(Given request)
All of the records listed below should be retyped exactly.

---

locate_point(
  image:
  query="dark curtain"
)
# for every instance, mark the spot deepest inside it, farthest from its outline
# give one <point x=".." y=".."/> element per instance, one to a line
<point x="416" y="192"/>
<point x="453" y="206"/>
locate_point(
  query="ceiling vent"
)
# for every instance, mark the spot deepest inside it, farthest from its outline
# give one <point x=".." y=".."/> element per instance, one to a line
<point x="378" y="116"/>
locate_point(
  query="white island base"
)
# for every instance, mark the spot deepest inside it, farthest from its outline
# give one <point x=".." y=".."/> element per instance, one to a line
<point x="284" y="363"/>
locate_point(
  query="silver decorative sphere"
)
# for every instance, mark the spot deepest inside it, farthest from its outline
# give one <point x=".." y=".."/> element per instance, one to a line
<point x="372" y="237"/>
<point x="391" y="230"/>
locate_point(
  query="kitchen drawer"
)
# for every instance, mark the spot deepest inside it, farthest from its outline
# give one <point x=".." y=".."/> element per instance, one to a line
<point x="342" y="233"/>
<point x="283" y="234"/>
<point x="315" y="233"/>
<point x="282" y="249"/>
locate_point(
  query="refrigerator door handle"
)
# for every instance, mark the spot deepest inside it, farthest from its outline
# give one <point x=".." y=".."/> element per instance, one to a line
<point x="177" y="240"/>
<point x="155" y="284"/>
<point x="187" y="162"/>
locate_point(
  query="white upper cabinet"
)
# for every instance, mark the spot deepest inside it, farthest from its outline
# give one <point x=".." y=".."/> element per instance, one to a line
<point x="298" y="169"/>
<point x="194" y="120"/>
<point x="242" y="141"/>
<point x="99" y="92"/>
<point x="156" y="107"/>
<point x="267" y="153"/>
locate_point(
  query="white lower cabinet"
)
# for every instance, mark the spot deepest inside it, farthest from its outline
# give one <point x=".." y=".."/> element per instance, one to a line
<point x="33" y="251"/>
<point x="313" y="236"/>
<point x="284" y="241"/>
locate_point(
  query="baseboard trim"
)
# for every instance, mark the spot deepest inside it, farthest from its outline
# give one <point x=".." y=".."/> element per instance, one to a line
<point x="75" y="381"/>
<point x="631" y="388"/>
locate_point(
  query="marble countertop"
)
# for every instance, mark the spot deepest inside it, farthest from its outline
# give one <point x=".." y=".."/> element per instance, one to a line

---

(Result for this exercise)
locate_point(
  image:
  query="dark curtain"
)
# for every instance, mark the spot deepest inside it, farthest from its outline
# give one <point x=".." y=".."/> element per instance, one to a line
<point x="416" y="192"/>
<point x="453" y="206"/>
locate_point(
  query="ceiling vent"
)
# for every instance, mark the spot deepest inside it, farthest from its outline
# give one <point x=".." y=".."/> element per instance, one to a line
<point x="378" y="116"/>
locate_point(
  query="white island base"
)
# for every instance, mark the spot deepest inside it, farthest from its outline
# give one <point x=".." y=".."/> element per instance, one to a line
<point x="284" y="363"/>
locate_point(
  query="silver decorative sphere"
)
# for every instance, mark the spot deepest inside it, farthest from its outline
# give one <point x=".." y=".."/> element per instance, one to a line
<point x="372" y="237"/>
<point x="391" y="230"/>
locate_point(
  query="kitchen drawer"
)
# for every instance, mark the spot deepest inside it, farthest from its outline
# give one <point x=".." y=".."/> element per instance, one to a line
<point x="342" y="233"/>
<point x="283" y="234"/>
<point x="315" y="233"/>
<point x="282" y="249"/>
locate_point(
  query="refrigerator door handle"
)
# for every instance, mark the spot deepest inside it, farthest from its outline
# give one <point x=".." y=".."/> element per instance, one to a line
<point x="177" y="240"/>
<point x="155" y="284"/>
<point x="187" y="162"/>
locate_point(
  query="white upper cabinet"
)
# for every instance, mark the spot deepest inside it, farthest from its outline
# give one <point x=".." y=".."/> element per instance, one to a line
<point x="298" y="169"/>
<point x="194" y="120"/>
<point x="242" y="141"/>
<point x="99" y="92"/>
<point x="156" y="107"/>
<point x="267" y="153"/>
locate_point(
  query="white lower cabinet"
)
# for every instance, mark the spot deepest inside it, farthest from its outline
# give one <point x=".." y=".."/> element per instance, one to a line
<point x="33" y="251"/>
<point x="313" y="236"/>
<point x="284" y="241"/>
locate_point(
  query="baseboard trim"
)
# for every instance, mark the spot deepest inside it, farthest from its outline
# give one <point x=".." y=".."/> element per instance, one to a line
<point x="75" y="381"/>
<point x="631" y="388"/>
locate_point(
  query="marble countertop"
)
# for every instance, mark the spot deepest inside it, farthest from its outline
# give one <point x=".." y=".."/> element per instance, one to a line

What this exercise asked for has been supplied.